Trecho do texto -
· · ·

ORMUZ BARBALHO SIMONETTI (Genealogista e historiador)
PIPA, saudosas lembranças
Tenho saudade dos veraneios das décadas de 70 e 80. Vez por outra, me pego em saudoso devaneio lembrando aquela época. Isso ocorre principalmente quando vejo a praia sendo tão maltratada por aqueles que teriam a responsabilidade de cuidar. As falésias, invadidas pelas pousadas, estão pontilhadas de cano de esgoto, propiciando aos que por ali passam uma triste visão e a sensação de que estamos perdendo a guerra contra esse tipo de pessoas. Em alguns pontos, os canos são bem visíveis. Indicam que ali não se tem nenhum respeito pela natureza nem com o próprio lugar onde vive com a família.

· · ·

Entradas de um conjunto de anotações por pontos
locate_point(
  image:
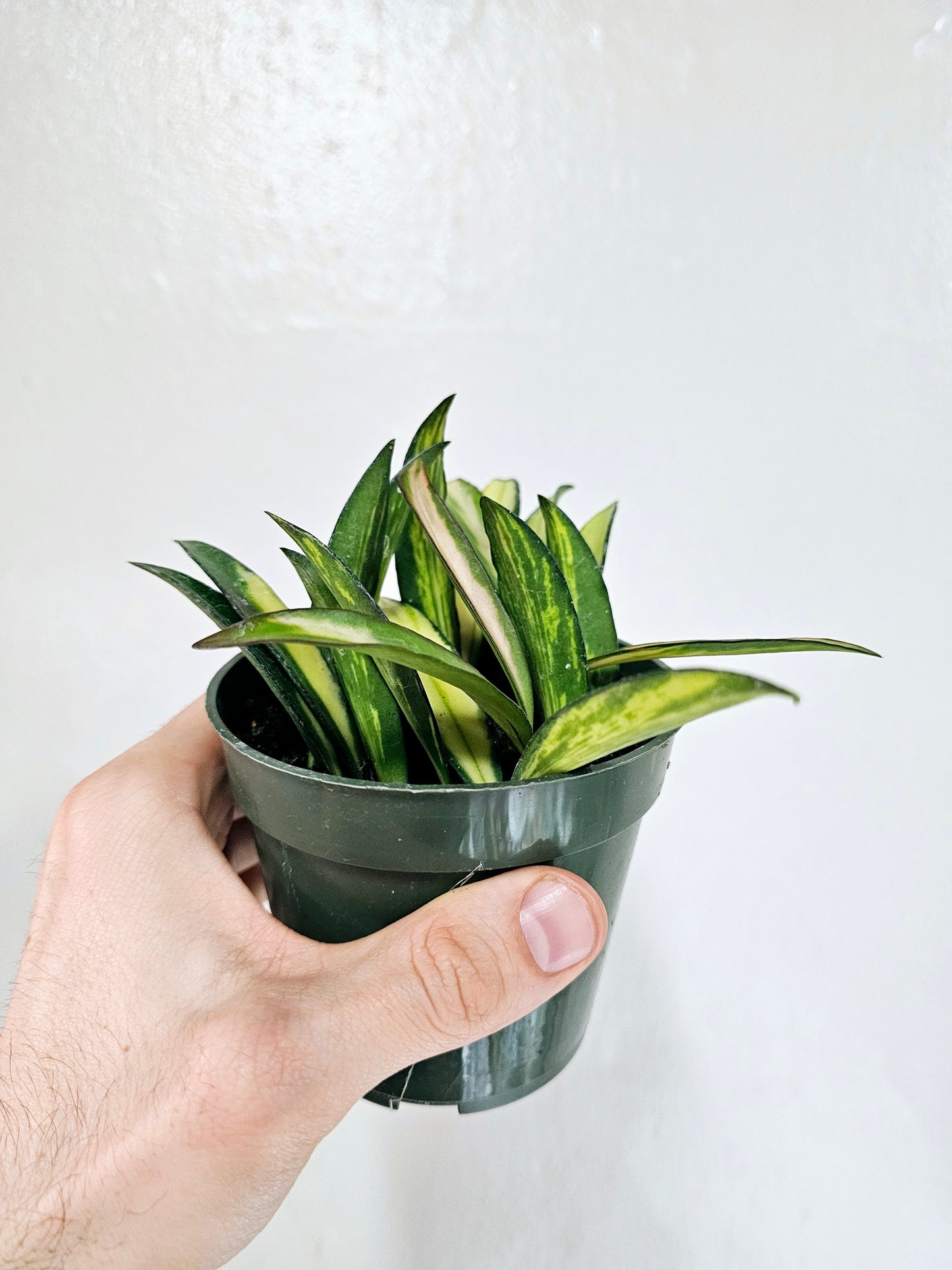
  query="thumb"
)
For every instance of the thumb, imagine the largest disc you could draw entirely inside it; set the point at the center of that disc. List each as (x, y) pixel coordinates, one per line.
(462, 967)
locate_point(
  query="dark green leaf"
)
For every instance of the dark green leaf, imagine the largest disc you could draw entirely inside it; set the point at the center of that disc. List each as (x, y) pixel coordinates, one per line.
(537, 600)
(504, 492)
(584, 578)
(537, 521)
(358, 538)
(471, 579)
(597, 531)
(330, 585)
(308, 668)
(630, 712)
(380, 639)
(723, 648)
(368, 696)
(464, 502)
(424, 583)
(223, 612)
(462, 724)
(398, 520)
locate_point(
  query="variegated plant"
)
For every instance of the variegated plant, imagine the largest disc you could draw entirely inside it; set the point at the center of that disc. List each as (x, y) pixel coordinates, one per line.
(501, 660)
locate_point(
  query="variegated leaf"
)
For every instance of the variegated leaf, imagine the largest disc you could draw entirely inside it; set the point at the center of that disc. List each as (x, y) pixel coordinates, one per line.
(470, 578)
(358, 538)
(537, 521)
(536, 597)
(378, 638)
(584, 579)
(223, 612)
(723, 648)
(462, 724)
(505, 493)
(308, 667)
(597, 531)
(330, 585)
(623, 714)
(424, 583)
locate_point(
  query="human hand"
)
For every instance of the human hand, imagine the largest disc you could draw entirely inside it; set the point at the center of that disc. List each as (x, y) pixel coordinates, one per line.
(172, 1053)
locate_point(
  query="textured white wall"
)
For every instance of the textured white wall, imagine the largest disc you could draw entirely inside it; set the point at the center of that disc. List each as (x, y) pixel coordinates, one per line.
(697, 254)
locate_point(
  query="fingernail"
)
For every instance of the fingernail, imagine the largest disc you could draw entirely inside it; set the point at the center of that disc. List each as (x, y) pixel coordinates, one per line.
(557, 925)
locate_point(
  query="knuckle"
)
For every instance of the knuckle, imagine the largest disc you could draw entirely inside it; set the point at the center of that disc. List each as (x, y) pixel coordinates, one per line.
(246, 1063)
(464, 973)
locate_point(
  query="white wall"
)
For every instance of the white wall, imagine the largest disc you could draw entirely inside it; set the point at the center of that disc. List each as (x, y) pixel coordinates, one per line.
(696, 254)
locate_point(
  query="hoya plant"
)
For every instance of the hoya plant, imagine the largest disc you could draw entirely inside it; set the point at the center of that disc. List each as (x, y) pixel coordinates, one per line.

· · ·

Instruções de trabalho -
**A)** No texto sobre Pipa, de que estão pontilhadas as falésias invadidas pelas pousadas?
**B)** Por favor, devolva sem alterações o trecho do texto sobre Pipa que vai de "ORMUZ BARBALHO SIMONETTI" até "com a família.".

Respostas esperadas -
**A)** Estão pontilhadas de cano de esgoto.

**B)**
ORMUZ BARBALHO SIMONETTI (Genealogista e historiador)
PIPA, saudosas lembranças
Tenho saudade dos veraneios das décadas de 70 e 80. Vez por outra, me pego em saudoso devaneio lembrando aquela época. Isso ocorre principalmente quando vejo a praia sendo tão maltratada por aqueles que teriam a responsabilidade de cuidar. As falésias, invadidas pelas pousadas, estão pontilhadas de cano de esgoto, propiciando aos que por ali passam uma triste visão e a sensação de que estamos perdendo a guerra contra esse tipo de pessoas. Em alguns pontos, os canos são bem visíveis. Indicam que ali não se tem nenhum respeito pela natureza nem com o próprio lugar onde vive com a família.